À compléter
• a. Traduisez en anglais cette phrase de l’hommage à Chantal Duchet : « Bien que toujours entre deux traitements ou deux opérations, elle était d’une gaîté communicative. »
• b. Poursuivez l’hommage à Chantal Duchet reproduit ci-dessous en reprenant après sa dernière phrase.

Bloc de texte
--------------------------------

1Depuis des années qu’elle cumulait les maladies toutes plus graves les unes que les autres, on avait fini par prendre l’habitude de la voir entrer à l’hôpital le samedi et revenir faire ses cours le mercredi (en ayant corrigé toutes les copies des étudiants), participer à une réunion le jeudi et intervenir dans un colloque le vendredi. Difficile de se dire que cette fois-ci ce ne sera pas le cas : Chantal Duchet est décédée le dimanche 27 mars 2016 à l’âge de 65 ans. Dire qu’elle a été exemplaire jusqu’au bout dans l’exercice de ses fonctions est en dessous de la vérité. Entrée à l’Université de Paris III Sorbonne Nouvelle en 1985, après avoir obtenu un Doctorat en Esthétique, à l’Université Paris I, sous la direction de Bernard Teyssèdre, sur le thème « Codage et décodage de l’image photographique dans le mailing », elle a joué un rôle essentiel dans l’UFR Cinéma et audiovisuel où elle a développé, dans un milieu dominé par les cinéphiles qui ne juraient que par le cinéma d’auteur, les enseignements et les recherches sur la télévision, la publicité et les nouvelles images. Alors qu’il était assez mal vu dans le milieu universitaire de défendre la relation université industrie et de s’intéresser au devenir professionnel des étudiants, elle a impulsé une approche articulant recherche universitaire exigeante et application industrielle et a mobilisé les réseaux que sa reconnaissance par le milieu professionnel lui avait permis de constituer au service de l’insertion de ses étudiants. Son implication dans le suivi des étudiants qui lui semblait le mériter était totale.

2Volontiers provocatrice, et aimant à souligner sa différence, elle revendiquait haut et fort son statut de « pubard », ses origines canadiennes (elle s’amusait beaucoup à émailler son langage d’expressions locales : « je m’en bats l’œil avec une patte de canard » disait-elle parfois pour couper court à une question qui ne l’intéressait pas), et plus particulièrement encore ses origines amérindiennes ; elle racontait volontiers qu’elle venait d’une tribu frappée par une allergie totale à la moindre goutte d’alcool, sous peine d’évanouissement : elle faisait très attention à ce problème ce qui ne l’empêchait nullement d’aimer bien manger et surtout d’aimer la convivialité qui règne autour d’une table. Bien que toujours entre deux traitements ou deux opérations, elle était d’une gaîté communicative. On a bien ri ensemble est une remarque qui revient souvent de la part de ceux qui l’ont côtoyée.

--------------------------------

Extraits de liste
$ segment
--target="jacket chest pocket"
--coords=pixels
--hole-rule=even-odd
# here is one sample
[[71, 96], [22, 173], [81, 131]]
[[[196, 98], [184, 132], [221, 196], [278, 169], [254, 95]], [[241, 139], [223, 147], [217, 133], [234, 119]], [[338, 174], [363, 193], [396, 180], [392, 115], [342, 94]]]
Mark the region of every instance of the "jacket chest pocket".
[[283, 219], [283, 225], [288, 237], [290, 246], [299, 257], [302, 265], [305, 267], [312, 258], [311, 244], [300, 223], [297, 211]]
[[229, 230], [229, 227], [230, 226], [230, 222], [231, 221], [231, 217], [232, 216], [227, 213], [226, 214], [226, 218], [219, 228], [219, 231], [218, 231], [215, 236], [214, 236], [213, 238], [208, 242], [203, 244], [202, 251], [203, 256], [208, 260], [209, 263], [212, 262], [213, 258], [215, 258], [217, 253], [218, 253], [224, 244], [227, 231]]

--------------------------------

Réponses aux exercices
• a. Although she was always between two treatments or two operations, she was infectiously cheerful.

• b.
3De sa formation plasticienne, elle avait gardé un joli coup de crayon (elle a fait certaines illustrations de mon ouvrage Cinéma et production de sens). Lorsqu’elle s’ennuyait en réunion, cela lui permettait de se distraire en caricaturant ses collègues. Cela ne l’empêchait pas d’intervenir par des prises de position carrées reposant sur des analyses dont la pertinence a souvent frappé ceux qui ont participé avec elle à des réunions de Conseils universitaires ou du CNU. Cette voix frontale, rare dans l’institution universitaire où le détour est plus fréquent que l’expression directe, nous manquera beaucoup.

4C’est la voix de la générosité, du don, de l’engagement sans restriction dans la vie.

5Chantal nous dit qu’être universitaire ne consiste pas seulement à enseigner, à faire de la recherche ou à s’impliquer dans le fonctionnement de l’institution (elle a fait tout cela au-delà de tout ce que l’on peut attendre) : être universitaire est un engagement humain.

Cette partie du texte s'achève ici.